[Text excerpt]

A tool sold by Germany-based firm Breaking Security as legitimate software for remotely managing Windows systems is instead being widely used by threat actors in multiple malicious campaigns.
Researchers at Cisco Talos say that Breaking Security's Remcos software is a sophisticated Remote Access Trojan (RAT) that attackers can use to fully control and monitor any Windows computer from XP onward, including those running server editions of the operating system.
Breaking Security has said Remcos is only sold for legitimate uses and that it will revoke the license of any users caught using the software for malicious purposes. However, the product — which sells for anywhere from around $57 to $450 — is being widely advertised and sold on numerous hacking-related forums apparently with Breaking Security's knowledge and, in some cases, active participation, Talos said in an advisory Wednesday.
Despite Breaking Security's claims about revoking licenses, multiple unrelated adversaries are using Remcos in a variety of different threat campaigns, including one targeting defense contractors in Turkey, Talos said.
But Francesco Viotto, an individual who identified himself as an administrator and developer at Breaking Security, says that Talos' analysis is incorrect, incomplete, and damaging. In emailed comments to Dark Reading, Viotto said Remcos — an acronym for Remote Control & Surveillance — is simply a powerful tool for carrying out multiple remote administration, remote support, surveillance, and remote proxy tasks.
Breaking Security has many customers, he said, including those in IT management and cybersecurity, as well as business owners and private users. "Now, due to the power and versatility of this software, some users abused it by using it to control machines where they didn’t have ownership on," he wrote. "This is explicitly forbidden by our Terms of Usage, which any user must accept prior to registering and buying on our site."
Viotto said each Remcos user has a unique license code that makes it easy to spot when the software has been installed on unauthorized systems. In the event Breaking Security discovers a user is abusing the software, the license can be immediately revoked, he explained, plus the company offers a dedicated email on its site that security researchers can use to report abuse. However, Talos never reported any such abuse prior to the report, Viotto said.
"If the researchers who wrote, 'I sell Remcos to cybercriminals' did their homework well, why didn't they mention all the anti-abuse code which I programmed into Remcos?" he wrote. "Why should I include these protection methods and ruin my business if these accusations are true?"
Viotto added that if Cisco Talos had been really interested in stopping the malicious campaigns, the easiest method was to report the abuse to the company first.
Cisco Talos' analysis has revealed several attempts by adversaries to install Remcos on various endpoints via different distribution methods, including specially crafted spear-phishing emails. Among the organizations that one attacker has targeted using Remcos are news agencies, diesel equipment manufacturers, HVAC service providers, and organizations within the energy and maritime sector.

[What is needed] Write the next part of the article on the Remcos remote access software, picking up after its final sentence. The material that follows has no connection to the article about Remcos.

[Source material]
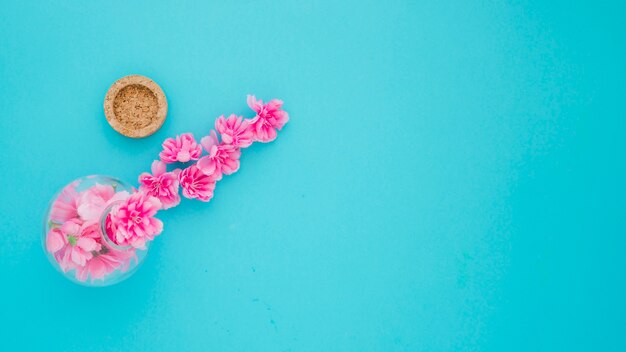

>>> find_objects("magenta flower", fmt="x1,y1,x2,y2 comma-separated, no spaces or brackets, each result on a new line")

[Exercise result]
Remcos is not the only ostensibly legitimate tool that attackers can obtain from Breaking Security.
The firm also offers an encryption tool called Octopus Protector that attackers can use to hide malware from threat detection tools; a keylogger for capturing and transmitting keystrokes on infected systems; a mass-mailing tool for sending spam; and a DynDNS service for post-compromise command and control. The firm even has a YouTube video on its site showing potential buyers how they can use the Octopus Protector to bypass antimalware tools.
Breaking Security's portfolio of products and services, when combined with Remcos, gives attackers all the tools required to build and maintain a potentially illegal botnet, Cisco Talos said.
From a functionality and use case standpoint, Remcos is a fairly standard-issue RAT. What makes the tool interesting is how it is being openly sold as a legitimate tool for remote administration of Windows systems, says Craig Williams, director of outreach with Talos.
"The fact that [Breaking Security's] business model involves openly selling tools which appear to be widely used by malware authors is fairly unusual," he says.
There have been other instances where someone has openly advertised and sold malware under the guise of it being a legitimate tool, but those have been reasonably rare. "Gray area software is something to be concerned about," Williams says.
Arguably, tools such as Remcos can have a legitimate purpose, which is possibly why Breaking Security is selling it openly. "If someone wanted to monitor and keylog a computer remotely with binaries that evaded antivirus through a DynDNS C2 mechanism for legal purposes, this may be useful," Williams says.
The tool is especially useful if the initial install vector needed to be a phishing email, he notes. But, otherwise, few other legitimate use cases for the tool appear to exist.
Businesses like Breaking Security highlight the reasons why one should never buy so-called "administrative tools" from questionable companies, Williams said.
To assist organizations that may have become victims of Remcos, Talos is providing an open source tool capable of extracting the C2 server address and other information needed to block the threat, he adds.